• _ASSIGNED TASK_
Count the lines in the material below that contain the string "positive" and reply with that number alone.
++++ DATA RECORDS
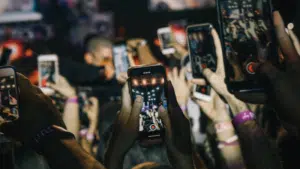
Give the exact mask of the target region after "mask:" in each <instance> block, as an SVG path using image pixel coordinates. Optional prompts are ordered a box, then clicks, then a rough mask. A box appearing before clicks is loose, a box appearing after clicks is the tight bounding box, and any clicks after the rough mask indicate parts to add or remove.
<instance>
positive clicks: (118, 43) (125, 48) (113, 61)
mask: <svg viewBox="0 0 300 169" xmlns="http://www.w3.org/2000/svg"><path fill="white" fill-rule="evenodd" d="M118 46H125V52H126V58H127V59H126V61H127V63H128V69H129V68H130V60H129V56H128V52H127V45H126V42H125V41H124V42H123V41H122V42H117V43H115V44H114V45H113V47H112V53H113V58H112V59H113V64H114V68H115V71H116V63H115V52H114V48H117V47H118ZM122 57H123V56H122ZM128 69H127V70H128ZM117 76H118V74H117V72H116V77H117Z"/></svg>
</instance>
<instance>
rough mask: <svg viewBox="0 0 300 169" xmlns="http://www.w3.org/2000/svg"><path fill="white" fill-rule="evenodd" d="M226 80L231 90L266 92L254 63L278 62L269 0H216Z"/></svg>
mask: <svg viewBox="0 0 300 169" xmlns="http://www.w3.org/2000/svg"><path fill="white" fill-rule="evenodd" d="M217 9H218V19H219V20H218V21H219V25H220V39H221V40H222V46H223V53H224V64H225V71H226V83H227V86H228V90H229V91H230V92H263V91H264V88H263V84H261V83H259V77H258V76H257V75H256V73H255V71H254V69H253V64H254V63H262V62H265V61H269V62H271V63H273V64H274V65H278V64H279V62H280V60H279V57H278V54H277V45H276V40H275V34H274V33H275V32H274V28H273V22H272V20H273V19H272V5H271V2H270V0H217Z"/></svg>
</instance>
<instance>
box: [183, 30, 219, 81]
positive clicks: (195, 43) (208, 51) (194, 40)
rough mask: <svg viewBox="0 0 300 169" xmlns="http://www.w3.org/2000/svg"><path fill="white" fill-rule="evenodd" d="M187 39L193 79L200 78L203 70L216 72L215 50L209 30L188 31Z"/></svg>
mask: <svg viewBox="0 0 300 169" xmlns="http://www.w3.org/2000/svg"><path fill="white" fill-rule="evenodd" d="M188 38H189V48H190V55H191V61H192V72H193V77H195V78H202V77H203V75H202V72H203V69H205V68H209V69H211V70H212V71H216V66H217V62H216V55H215V48H214V42H213V39H212V36H211V35H210V30H203V31H199V30H195V31H189V35H188Z"/></svg>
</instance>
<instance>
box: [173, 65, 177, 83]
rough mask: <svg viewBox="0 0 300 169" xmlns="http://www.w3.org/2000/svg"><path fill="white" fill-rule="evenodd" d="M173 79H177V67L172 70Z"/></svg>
mask: <svg viewBox="0 0 300 169" xmlns="http://www.w3.org/2000/svg"><path fill="white" fill-rule="evenodd" d="M173 78H174V80H175V79H177V78H178V69H177V67H175V68H174V69H173Z"/></svg>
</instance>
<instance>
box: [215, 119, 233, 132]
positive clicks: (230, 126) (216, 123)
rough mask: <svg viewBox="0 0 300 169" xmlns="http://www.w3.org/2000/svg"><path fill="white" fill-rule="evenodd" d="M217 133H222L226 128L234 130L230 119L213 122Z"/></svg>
mask: <svg viewBox="0 0 300 169" xmlns="http://www.w3.org/2000/svg"><path fill="white" fill-rule="evenodd" d="M215 129H216V132H217V133H222V132H224V131H227V130H234V129H233V126H232V123H231V121H224V122H218V123H216V124H215Z"/></svg>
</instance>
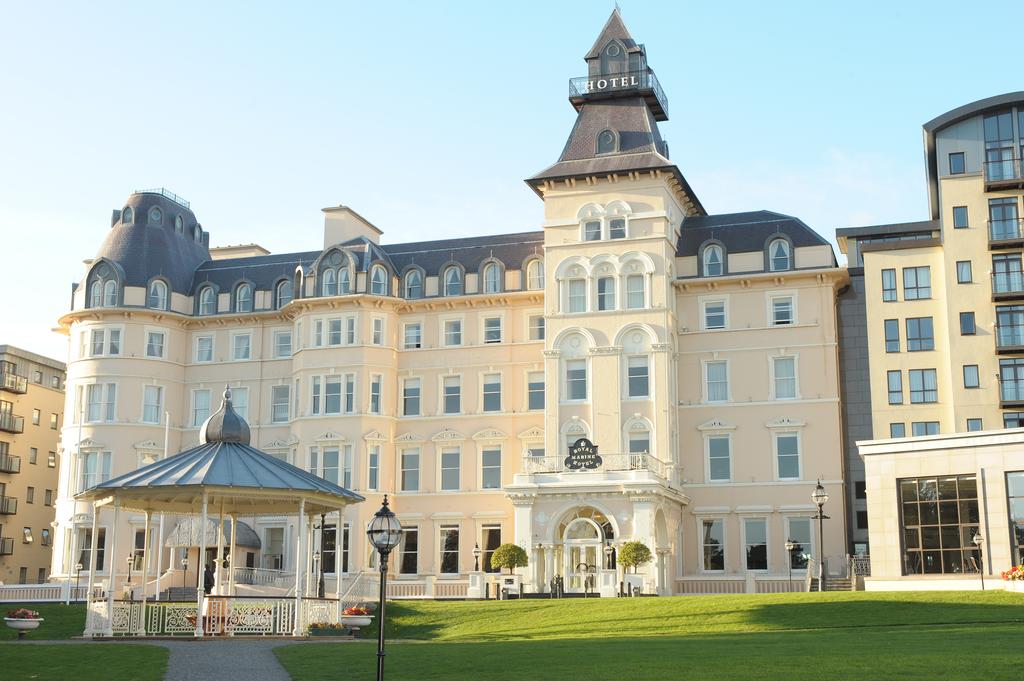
++++++++
• _EXPECTED OUTPUT_
3